The records that follow are to be printed exactly, with no images.

[Photo-based referring expression data]

= Beginning of Section =

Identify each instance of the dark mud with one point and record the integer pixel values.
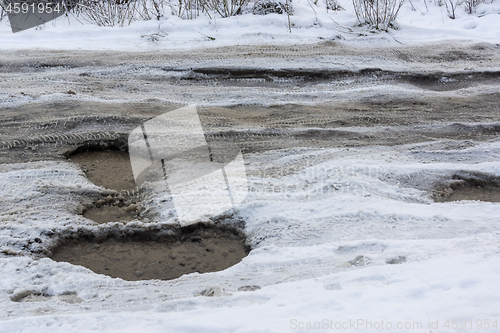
(147, 256)
(110, 169)
(469, 188)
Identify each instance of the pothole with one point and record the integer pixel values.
(109, 168)
(148, 255)
(469, 188)
(107, 214)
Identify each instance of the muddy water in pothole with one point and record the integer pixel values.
(110, 169)
(144, 260)
(488, 193)
(107, 214)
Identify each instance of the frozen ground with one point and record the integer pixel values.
(344, 147)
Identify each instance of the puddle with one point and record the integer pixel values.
(107, 214)
(33, 296)
(469, 189)
(110, 168)
(205, 250)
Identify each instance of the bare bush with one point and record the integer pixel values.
(264, 7)
(380, 14)
(187, 9)
(333, 5)
(118, 12)
(471, 6)
(451, 7)
(224, 8)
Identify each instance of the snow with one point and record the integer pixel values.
(417, 23)
(305, 241)
(373, 202)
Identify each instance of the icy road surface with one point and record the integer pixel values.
(348, 154)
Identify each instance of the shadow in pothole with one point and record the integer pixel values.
(109, 166)
(469, 186)
(137, 254)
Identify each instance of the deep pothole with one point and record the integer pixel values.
(469, 187)
(145, 255)
(111, 169)
(137, 254)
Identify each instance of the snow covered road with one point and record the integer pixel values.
(348, 155)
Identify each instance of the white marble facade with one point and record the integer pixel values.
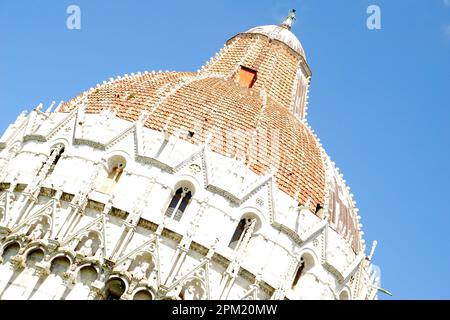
(95, 207)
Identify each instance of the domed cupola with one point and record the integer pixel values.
(282, 33)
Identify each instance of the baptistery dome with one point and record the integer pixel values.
(169, 185)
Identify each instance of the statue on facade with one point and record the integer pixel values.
(86, 249)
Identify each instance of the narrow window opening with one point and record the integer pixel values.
(299, 273)
(114, 289)
(56, 154)
(247, 77)
(245, 226)
(179, 203)
(112, 179)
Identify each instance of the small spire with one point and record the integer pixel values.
(292, 16)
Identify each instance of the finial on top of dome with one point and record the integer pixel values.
(292, 16)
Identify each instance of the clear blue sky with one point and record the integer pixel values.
(379, 99)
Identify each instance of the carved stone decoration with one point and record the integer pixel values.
(18, 262)
(249, 153)
(195, 168)
(193, 289)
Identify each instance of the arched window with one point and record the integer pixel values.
(305, 265)
(87, 275)
(60, 265)
(114, 289)
(246, 225)
(344, 295)
(10, 251)
(298, 273)
(117, 165)
(143, 295)
(55, 155)
(34, 257)
(179, 203)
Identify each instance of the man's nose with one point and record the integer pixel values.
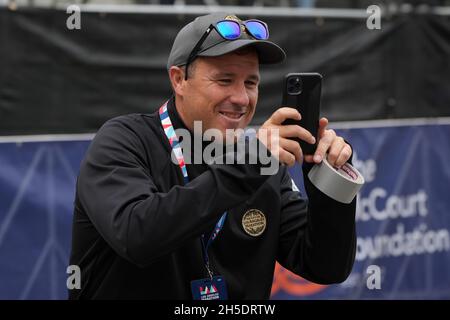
(239, 95)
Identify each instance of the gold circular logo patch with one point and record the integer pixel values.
(254, 222)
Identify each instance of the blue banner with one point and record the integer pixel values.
(403, 217)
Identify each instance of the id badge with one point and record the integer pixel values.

= End of Section =

Written response:
Identify each instance of the dark mud with one point and record the integer pixel values.
(147, 256)
(110, 169)
(469, 188)
Identify each instance of the pothole with one point and record the integer pixel values.
(109, 168)
(148, 255)
(469, 188)
(107, 214)
Identify each instance of the muddy water in pothole with one point and record the integer pixel values.
(110, 169)
(144, 260)
(488, 193)
(107, 214)
Identify each instance of the frozen ground with one point and record the integer pixel values.
(344, 147)
Identify each instance of the puddle with one point and record the integer pixel values.
(107, 214)
(33, 296)
(469, 189)
(110, 168)
(205, 250)
Identify each instance of the bare bush with one point and record the integer pixel values.
(264, 7)
(380, 14)
(187, 9)
(333, 5)
(118, 12)
(471, 6)
(451, 7)
(224, 8)
Identify each instance of the snow with one point and record the integer pixel values.
(417, 23)
(305, 241)
(373, 202)
Identify each instance of the icy road surface with one point and record the integer pixel values.
(348, 154)
Identify each instance of the shadow in pothole with one point and record the integer pixel values.
(109, 166)
(469, 186)
(137, 254)
Identify each instance of the deep pothole with one point and record the integer pixel values.
(469, 187)
(145, 255)
(111, 169)
(137, 254)
Identify each instance of the snow covered road with one point and record the integer pixel values.
(348, 155)
Identify each instance of the white marble facade with one point and record the integer pixel values.
(95, 207)
Identify each instance of the domed cupola with one point and record the integer pixel values.
(282, 33)
Identify each instance of the baptistery dome with one point and record the integer pixel values.
(169, 185)
Identify each instance of the statue on facade with one point and record the integer pixel values.
(86, 249)
Identify each instance of the narrow window opening with one point and record the integer pixel values.
(299, 273)
(114, 289)
(56, 154)
(247, 77)
(245, 226)
(179, 203)
(112, 179)
Identify each instance of the small spire with one point and record the integer pixel values.
(292, 16)
Identify each instance of the finial on top of dome with one point and record the integer pixel values.
(292, 16)
Identify each instance of the clear blue sky with one point and record the integer pixel values.
(379, 99)
Identify each instance of the carved stone decoration with one point and record the integer pixel values.
(18, 262)
(249, 153)
(195, 168)
(193, 289)
Identify each instance of the arched window with one point and record the integer pixel values.
(305, 265)
(87, 275)
(60, 265)
(114, 289)
(246, 225)
(344, 295)
(10, 251)
(298, 273)
(117, 165)
(143, 295)
(55, 155)
(34, 257)
(179, 203)
Identify each instance of the man's nose with one point and record the integer pixel values.
(239, 95)
Identify each instance of the gold circular logo patch with one point and record the integer pixel values.
(254, 222)
Identify each instance of the blue banner with one point and record the integer pixel values.
(403, 217)
Identify each instance of the id badge with one point and record the integer pixel values.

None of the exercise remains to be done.